**Objective A**
Select every line in the entries that contains the string "white", treating uppercase and lowercase letters as distinct, and copy those lines.

**Text extract**
# Newbie with cash!



## karonlouise (Mar 27, 2009)

Hi Everyone

I'm new to the site, looking to buy VGC low mileage 225 coupe would consider anything between 1999 - 2001 as long as the mileage is low and has good service history my preference would be black but would consider any colour as long as it doesn't have the blue leather interior (sorry its just not my style!) I'm based in Essex but happy to travel to get the right car - cash waiting.


----------



## Wallsendmag (Feb 12, 2004)

Welcome to the forum


----------



## jammyd (Oct 11, 2008)

Welcome to the forum 

What sort of mileage were you looking for?


----------



## karonlouise (Mar 27, 2009)

ideally 50K or less but would consider up to 60K, would appreciate advise on price too as they seem to vary wildly - especially the dealers! Test drove a 99 with 49K on it but was up for nearly 8K which seemed a little steep! What should I be looking to pay?

I know about the cambelt change but is there anything else I should be looking out for/avoiding?

Thanks
Karon


----------



## malstt (Apr 18, 2007)

Welcome to the forum, some nice tt's for sale on here. 8)


----------



## karonlouise (Mar 27, 2009)

Hi - thought I'd found a too good to be true car on autotrader for all of about 5 mins - 2003 225 54K miles, just under £7K(http://search.autotrader.co.uk/es-uk/ww ... ns=&page=2)

HPI came back a CAT D right off - seller reckons he bought from someone in cumbria a couple of weeks ago and just selling on to make money and didn't know the history - what a crock! does anyone know this car?? :evil:


----------



## Guest (Apr 3, 2009)

You should be able to get one for less than 6k these days.


----------



## T3RBO (Dec 9, 2003)

Welcome


----------



## karonlouise (Mar 27, 2009)

Hurrah - very proud new owner - silver 225 '01 68K - pick it up next week - very happy


----------



## keith (Feb 15, 2009)

wellcome hope you enjoy the drive


----------



## jammyd (Oct 11, 2008)

karonlouise said:


> Hurrah - very proud new owner - silver 225 '01 68K - pick it up next week - very happy


We will want pictures


----------

**Objective B**
In the forum thread about buying a 225 coupe, which kind of interior does the original poster want to avoid?

**The records**
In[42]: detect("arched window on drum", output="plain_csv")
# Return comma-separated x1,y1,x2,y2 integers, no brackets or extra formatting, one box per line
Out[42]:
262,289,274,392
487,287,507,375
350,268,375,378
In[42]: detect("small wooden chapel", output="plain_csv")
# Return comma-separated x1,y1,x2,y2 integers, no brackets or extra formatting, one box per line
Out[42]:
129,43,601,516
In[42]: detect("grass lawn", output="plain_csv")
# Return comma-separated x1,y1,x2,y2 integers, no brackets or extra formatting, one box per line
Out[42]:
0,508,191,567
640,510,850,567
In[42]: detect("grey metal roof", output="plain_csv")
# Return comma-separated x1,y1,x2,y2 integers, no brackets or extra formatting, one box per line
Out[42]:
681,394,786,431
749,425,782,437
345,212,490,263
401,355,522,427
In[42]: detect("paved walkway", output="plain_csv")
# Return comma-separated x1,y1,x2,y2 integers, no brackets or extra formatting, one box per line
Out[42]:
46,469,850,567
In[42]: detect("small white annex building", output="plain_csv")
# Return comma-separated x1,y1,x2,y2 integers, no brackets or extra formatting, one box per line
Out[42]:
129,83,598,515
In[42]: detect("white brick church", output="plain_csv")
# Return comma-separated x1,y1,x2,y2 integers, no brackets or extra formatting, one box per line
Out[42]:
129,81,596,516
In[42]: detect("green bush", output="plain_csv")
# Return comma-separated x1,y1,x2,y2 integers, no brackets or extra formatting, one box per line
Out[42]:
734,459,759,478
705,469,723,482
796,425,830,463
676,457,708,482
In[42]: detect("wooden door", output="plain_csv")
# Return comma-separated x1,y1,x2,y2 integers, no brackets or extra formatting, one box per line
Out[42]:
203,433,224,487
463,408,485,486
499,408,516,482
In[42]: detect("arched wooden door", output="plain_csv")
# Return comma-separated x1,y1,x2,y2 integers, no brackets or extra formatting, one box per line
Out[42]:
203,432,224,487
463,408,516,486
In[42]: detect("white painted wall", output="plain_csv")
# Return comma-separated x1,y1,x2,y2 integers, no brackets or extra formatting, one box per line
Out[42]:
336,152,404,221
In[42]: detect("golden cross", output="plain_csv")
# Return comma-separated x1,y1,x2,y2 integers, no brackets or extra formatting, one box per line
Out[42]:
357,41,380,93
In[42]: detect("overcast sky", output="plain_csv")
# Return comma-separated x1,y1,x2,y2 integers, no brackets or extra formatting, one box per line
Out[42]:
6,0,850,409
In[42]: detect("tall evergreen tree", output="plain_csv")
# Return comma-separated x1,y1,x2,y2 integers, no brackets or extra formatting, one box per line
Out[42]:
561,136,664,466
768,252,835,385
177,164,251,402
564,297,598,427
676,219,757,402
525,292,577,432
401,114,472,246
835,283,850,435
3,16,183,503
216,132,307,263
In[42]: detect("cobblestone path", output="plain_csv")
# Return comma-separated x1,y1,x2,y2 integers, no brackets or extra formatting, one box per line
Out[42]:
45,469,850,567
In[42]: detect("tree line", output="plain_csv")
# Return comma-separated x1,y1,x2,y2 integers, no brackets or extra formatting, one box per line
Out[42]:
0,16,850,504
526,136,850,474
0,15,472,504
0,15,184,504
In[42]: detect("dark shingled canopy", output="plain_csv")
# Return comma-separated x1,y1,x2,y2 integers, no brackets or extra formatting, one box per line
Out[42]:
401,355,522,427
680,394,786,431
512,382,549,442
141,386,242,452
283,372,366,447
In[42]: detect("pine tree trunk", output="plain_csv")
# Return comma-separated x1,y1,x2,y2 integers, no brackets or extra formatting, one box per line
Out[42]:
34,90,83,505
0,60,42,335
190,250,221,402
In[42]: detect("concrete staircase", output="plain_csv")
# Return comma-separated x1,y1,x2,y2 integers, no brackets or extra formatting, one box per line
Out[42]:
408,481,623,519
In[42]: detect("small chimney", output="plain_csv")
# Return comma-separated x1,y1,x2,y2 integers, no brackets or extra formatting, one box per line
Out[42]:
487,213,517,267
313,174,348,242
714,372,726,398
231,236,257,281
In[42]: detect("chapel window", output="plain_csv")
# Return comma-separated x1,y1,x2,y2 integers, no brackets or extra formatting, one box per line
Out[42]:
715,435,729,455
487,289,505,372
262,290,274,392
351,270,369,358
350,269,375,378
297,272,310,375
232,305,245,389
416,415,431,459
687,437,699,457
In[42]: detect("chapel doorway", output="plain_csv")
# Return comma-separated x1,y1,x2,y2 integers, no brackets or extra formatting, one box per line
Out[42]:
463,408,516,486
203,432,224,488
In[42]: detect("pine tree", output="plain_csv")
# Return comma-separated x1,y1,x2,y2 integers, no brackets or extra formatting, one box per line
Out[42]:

**Output A**
In[42]: detect("small white annex building", output="plain_csv")
In[42]: detect("white brick church", output="plain_csv")
In[42]: detect("white painted wall", output="plain_csv")

**Output B**
A blue leather interior.